- Written problem
From the records below, pull out each line containing the word "chair".

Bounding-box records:
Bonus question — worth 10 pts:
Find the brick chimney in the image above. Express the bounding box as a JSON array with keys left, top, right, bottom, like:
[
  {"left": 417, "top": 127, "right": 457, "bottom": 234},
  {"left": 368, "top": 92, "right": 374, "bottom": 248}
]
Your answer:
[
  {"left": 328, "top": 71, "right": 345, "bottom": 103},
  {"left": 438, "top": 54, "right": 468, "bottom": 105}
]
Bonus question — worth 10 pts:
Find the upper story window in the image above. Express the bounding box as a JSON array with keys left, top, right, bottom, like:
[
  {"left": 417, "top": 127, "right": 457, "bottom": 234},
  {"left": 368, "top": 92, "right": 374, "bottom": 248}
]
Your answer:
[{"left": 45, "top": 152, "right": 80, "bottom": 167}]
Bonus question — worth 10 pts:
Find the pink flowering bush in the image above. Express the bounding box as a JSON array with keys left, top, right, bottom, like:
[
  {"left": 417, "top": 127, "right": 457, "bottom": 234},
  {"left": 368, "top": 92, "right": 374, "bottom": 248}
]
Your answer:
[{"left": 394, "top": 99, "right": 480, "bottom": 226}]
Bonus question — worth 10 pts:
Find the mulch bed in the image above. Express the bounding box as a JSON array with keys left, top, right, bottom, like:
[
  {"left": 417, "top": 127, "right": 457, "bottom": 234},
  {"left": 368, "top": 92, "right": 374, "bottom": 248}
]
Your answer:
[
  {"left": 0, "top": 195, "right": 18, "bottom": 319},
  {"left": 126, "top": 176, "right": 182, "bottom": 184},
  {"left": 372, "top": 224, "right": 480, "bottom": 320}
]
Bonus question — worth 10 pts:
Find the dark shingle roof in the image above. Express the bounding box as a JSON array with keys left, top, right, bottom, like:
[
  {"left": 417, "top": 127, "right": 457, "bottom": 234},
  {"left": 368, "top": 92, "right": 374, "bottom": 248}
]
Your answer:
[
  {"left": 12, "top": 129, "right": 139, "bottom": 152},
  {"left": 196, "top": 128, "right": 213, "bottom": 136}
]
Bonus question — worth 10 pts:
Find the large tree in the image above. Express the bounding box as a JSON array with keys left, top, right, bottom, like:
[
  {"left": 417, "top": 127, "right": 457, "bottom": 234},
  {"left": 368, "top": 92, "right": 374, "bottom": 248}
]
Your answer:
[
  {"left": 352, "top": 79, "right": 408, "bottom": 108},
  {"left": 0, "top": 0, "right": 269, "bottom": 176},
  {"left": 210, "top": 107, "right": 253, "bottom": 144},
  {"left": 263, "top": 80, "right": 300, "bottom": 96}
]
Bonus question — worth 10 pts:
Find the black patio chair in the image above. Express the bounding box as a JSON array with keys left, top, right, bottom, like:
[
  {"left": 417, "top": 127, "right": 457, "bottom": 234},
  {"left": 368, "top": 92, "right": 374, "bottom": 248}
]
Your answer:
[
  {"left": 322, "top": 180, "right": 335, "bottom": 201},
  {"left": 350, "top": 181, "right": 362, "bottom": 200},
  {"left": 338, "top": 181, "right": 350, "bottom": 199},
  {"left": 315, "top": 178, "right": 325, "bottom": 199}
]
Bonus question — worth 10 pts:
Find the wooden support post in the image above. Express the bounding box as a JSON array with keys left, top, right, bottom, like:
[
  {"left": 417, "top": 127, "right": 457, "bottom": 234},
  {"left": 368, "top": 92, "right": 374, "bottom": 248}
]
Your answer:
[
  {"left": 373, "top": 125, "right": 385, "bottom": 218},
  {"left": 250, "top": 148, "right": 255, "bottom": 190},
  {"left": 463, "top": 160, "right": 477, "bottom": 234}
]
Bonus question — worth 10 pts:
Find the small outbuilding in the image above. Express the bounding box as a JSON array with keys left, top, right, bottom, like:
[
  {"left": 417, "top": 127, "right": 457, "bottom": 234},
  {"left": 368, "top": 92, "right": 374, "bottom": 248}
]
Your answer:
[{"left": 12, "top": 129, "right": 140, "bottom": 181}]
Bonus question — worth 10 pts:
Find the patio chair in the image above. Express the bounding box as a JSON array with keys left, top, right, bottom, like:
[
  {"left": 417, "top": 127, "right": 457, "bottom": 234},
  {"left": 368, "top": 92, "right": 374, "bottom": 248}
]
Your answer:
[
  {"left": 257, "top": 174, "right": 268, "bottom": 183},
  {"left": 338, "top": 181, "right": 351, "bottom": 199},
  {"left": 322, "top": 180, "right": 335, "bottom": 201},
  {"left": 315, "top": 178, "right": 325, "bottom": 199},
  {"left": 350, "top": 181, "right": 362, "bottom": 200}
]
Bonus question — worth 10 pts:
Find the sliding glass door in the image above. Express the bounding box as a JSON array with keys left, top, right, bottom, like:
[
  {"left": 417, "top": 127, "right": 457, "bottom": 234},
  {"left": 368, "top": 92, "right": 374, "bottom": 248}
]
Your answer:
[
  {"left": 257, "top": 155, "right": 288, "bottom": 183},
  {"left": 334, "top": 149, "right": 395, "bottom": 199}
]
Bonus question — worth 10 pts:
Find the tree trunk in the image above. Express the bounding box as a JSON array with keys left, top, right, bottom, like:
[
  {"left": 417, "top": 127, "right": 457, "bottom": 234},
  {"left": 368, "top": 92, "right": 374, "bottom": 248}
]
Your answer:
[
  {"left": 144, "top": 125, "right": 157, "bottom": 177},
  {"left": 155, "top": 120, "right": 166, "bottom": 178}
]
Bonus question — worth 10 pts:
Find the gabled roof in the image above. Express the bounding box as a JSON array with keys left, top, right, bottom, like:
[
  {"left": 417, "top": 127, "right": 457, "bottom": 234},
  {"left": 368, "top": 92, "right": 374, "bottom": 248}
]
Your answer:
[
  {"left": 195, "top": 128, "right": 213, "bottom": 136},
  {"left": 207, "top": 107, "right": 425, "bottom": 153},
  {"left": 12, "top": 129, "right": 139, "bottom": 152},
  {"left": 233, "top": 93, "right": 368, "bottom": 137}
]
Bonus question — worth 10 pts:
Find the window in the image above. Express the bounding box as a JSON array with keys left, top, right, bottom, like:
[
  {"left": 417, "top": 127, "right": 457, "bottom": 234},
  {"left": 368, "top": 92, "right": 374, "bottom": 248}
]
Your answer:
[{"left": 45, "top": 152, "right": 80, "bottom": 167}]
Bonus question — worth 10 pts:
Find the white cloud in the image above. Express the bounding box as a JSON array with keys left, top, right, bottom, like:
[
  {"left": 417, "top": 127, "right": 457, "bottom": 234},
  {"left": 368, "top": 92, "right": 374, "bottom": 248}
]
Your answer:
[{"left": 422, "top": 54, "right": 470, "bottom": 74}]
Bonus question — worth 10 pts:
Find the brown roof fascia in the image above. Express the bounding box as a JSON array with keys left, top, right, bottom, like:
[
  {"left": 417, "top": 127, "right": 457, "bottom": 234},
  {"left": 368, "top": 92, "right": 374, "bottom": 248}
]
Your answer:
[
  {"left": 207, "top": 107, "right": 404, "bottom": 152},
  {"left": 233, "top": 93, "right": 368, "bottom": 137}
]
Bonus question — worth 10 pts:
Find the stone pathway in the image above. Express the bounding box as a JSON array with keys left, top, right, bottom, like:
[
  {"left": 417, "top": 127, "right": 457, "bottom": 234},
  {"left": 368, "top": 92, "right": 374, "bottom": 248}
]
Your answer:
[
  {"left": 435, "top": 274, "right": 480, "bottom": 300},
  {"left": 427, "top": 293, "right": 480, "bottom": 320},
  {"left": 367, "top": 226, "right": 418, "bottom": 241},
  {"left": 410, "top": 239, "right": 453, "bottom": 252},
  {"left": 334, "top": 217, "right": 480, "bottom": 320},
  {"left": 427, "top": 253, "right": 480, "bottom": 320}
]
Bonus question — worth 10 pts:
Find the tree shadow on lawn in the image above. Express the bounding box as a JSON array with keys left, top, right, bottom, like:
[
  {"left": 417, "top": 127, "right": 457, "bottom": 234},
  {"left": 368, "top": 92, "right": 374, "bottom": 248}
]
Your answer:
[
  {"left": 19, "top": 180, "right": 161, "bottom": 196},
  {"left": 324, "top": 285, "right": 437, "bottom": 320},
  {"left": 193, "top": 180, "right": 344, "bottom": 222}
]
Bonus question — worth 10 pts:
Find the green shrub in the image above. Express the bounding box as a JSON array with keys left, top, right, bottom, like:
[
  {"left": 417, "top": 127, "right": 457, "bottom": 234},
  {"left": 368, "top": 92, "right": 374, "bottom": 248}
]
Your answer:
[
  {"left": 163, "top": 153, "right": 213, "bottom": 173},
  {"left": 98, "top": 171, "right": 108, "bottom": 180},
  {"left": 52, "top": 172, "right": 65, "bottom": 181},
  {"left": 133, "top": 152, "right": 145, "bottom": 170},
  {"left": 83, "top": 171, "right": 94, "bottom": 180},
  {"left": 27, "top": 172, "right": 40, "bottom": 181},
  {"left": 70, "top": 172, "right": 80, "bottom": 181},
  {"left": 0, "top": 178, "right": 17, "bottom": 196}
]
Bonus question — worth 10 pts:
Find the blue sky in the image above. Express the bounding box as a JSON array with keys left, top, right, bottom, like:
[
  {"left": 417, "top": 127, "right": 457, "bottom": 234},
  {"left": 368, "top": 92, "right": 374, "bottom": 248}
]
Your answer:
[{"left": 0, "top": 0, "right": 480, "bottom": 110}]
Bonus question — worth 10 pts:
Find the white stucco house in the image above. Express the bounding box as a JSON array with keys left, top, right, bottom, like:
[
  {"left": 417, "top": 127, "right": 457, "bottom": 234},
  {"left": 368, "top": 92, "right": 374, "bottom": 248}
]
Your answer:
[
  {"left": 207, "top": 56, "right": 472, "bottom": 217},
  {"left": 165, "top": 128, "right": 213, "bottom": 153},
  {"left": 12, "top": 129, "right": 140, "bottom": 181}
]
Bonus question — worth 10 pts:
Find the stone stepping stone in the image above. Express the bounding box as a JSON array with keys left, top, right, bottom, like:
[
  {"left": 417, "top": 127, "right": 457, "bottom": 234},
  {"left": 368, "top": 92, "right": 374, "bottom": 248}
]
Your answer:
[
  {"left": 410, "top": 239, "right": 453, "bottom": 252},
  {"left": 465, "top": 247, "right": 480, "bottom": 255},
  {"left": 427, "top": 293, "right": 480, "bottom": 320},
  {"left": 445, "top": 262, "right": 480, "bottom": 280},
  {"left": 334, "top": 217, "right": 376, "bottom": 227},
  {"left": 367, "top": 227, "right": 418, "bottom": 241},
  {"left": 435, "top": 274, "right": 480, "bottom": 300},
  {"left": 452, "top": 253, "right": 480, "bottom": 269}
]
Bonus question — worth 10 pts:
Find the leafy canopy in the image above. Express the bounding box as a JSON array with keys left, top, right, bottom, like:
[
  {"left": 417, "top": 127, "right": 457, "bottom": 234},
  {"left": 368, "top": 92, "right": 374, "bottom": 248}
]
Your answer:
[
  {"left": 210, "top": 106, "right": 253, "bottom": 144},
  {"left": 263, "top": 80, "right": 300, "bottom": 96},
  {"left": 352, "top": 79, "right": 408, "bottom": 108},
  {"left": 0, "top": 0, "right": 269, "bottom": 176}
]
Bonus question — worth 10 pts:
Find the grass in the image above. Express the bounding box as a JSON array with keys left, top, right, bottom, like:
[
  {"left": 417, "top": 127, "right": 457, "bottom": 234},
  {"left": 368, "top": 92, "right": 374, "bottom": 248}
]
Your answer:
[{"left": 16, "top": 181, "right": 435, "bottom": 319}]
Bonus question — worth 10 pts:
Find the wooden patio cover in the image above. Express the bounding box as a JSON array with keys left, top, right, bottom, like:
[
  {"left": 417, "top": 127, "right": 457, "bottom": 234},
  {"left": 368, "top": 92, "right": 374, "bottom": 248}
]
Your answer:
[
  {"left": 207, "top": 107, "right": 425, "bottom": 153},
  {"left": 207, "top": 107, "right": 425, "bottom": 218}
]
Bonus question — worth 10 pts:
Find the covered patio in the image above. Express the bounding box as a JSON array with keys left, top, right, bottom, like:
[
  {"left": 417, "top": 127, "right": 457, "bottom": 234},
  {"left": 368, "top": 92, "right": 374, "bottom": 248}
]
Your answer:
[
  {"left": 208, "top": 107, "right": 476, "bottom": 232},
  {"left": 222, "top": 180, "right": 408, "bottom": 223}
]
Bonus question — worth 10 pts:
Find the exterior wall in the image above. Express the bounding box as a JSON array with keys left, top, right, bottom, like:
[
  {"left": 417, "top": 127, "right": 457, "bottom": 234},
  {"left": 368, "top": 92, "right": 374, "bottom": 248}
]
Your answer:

- Result of this exercise
Find the black patio chair in the image above. Express the bounding box as a JSON array with keys left, top, right, bottom, like:
Find the patio chair in the image above. Express the bounding box as a JSON array with keys left, top, right, bottom, like:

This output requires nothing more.